===== Materials provided =====

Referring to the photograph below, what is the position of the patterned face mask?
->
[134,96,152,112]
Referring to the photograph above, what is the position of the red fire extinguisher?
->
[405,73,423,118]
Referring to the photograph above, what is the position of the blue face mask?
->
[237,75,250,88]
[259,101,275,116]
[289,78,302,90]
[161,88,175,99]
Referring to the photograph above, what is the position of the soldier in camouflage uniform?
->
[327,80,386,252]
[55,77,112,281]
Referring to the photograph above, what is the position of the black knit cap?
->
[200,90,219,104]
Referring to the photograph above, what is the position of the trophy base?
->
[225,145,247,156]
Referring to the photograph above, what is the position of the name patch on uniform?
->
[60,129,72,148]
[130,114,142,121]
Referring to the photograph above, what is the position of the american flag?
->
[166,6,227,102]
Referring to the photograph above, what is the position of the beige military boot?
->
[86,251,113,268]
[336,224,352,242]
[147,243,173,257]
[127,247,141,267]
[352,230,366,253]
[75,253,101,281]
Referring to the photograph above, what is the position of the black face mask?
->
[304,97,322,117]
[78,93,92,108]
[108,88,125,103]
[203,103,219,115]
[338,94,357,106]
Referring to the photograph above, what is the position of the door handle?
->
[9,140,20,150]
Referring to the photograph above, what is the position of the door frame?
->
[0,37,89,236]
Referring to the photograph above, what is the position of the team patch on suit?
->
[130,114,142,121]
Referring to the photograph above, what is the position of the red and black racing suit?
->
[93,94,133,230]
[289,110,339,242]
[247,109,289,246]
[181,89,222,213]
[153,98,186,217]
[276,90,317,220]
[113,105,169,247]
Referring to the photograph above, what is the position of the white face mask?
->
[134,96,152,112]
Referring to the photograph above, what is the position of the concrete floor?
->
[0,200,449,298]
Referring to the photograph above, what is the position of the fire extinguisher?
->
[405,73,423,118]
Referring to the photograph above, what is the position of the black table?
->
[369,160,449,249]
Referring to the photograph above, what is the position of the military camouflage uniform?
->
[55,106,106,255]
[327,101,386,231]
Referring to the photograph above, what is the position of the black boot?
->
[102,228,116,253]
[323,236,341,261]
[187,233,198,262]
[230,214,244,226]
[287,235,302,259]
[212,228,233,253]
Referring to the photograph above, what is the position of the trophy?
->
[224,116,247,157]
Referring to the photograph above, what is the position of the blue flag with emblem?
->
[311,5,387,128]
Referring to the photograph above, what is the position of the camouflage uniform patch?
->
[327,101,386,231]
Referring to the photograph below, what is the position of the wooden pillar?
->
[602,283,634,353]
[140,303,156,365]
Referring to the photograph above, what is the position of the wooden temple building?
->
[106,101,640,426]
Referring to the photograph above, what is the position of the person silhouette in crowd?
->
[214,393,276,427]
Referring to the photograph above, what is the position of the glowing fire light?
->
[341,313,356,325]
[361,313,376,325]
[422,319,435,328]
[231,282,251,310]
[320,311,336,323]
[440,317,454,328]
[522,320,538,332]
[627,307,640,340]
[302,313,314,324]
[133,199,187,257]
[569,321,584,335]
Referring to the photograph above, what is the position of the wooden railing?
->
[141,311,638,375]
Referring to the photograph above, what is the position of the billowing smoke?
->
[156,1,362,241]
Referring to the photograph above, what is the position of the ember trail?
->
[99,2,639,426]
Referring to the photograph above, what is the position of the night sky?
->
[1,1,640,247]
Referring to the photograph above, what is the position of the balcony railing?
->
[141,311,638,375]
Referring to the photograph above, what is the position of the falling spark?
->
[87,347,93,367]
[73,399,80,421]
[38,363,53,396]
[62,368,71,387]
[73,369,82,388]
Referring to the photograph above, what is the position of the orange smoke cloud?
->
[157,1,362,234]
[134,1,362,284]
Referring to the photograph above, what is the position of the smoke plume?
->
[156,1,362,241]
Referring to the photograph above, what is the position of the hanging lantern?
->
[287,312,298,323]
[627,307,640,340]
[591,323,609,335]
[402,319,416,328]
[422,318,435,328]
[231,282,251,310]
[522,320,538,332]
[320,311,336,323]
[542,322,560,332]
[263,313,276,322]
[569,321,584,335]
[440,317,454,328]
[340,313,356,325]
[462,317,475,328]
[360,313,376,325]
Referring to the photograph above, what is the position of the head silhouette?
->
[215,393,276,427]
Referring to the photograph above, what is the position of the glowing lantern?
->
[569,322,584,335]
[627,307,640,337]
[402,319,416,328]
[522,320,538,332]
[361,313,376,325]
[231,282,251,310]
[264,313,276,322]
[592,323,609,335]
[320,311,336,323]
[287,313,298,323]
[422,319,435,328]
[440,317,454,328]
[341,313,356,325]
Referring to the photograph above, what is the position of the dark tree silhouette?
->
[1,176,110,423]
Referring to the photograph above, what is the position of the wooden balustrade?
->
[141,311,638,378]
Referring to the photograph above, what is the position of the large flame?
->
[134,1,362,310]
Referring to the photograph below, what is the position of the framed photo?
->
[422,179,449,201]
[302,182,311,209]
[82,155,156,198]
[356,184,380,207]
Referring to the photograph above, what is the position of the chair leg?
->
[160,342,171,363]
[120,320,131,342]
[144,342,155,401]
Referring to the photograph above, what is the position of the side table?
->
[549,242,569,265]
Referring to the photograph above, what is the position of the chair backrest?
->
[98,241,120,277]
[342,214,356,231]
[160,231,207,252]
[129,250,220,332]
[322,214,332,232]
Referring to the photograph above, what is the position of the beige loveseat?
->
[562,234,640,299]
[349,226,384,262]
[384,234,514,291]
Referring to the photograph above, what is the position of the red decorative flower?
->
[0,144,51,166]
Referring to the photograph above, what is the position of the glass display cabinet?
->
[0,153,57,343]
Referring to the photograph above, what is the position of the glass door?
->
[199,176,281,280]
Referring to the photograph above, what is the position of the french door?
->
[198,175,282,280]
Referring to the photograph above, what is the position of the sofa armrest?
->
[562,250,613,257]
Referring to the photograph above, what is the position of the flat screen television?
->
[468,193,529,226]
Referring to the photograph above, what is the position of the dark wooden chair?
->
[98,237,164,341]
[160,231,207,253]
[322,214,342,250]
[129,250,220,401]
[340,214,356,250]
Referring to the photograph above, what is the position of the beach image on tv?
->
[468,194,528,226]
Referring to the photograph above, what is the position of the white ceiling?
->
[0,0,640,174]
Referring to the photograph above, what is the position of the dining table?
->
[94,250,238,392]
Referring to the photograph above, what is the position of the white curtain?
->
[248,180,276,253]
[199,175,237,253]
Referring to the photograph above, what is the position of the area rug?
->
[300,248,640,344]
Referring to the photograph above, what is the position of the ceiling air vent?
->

=====

== Aim of the exercise ==
Report how many of the rows above contain the string "railing". Case counts, so reply with only the number.

== Exercise output ==
2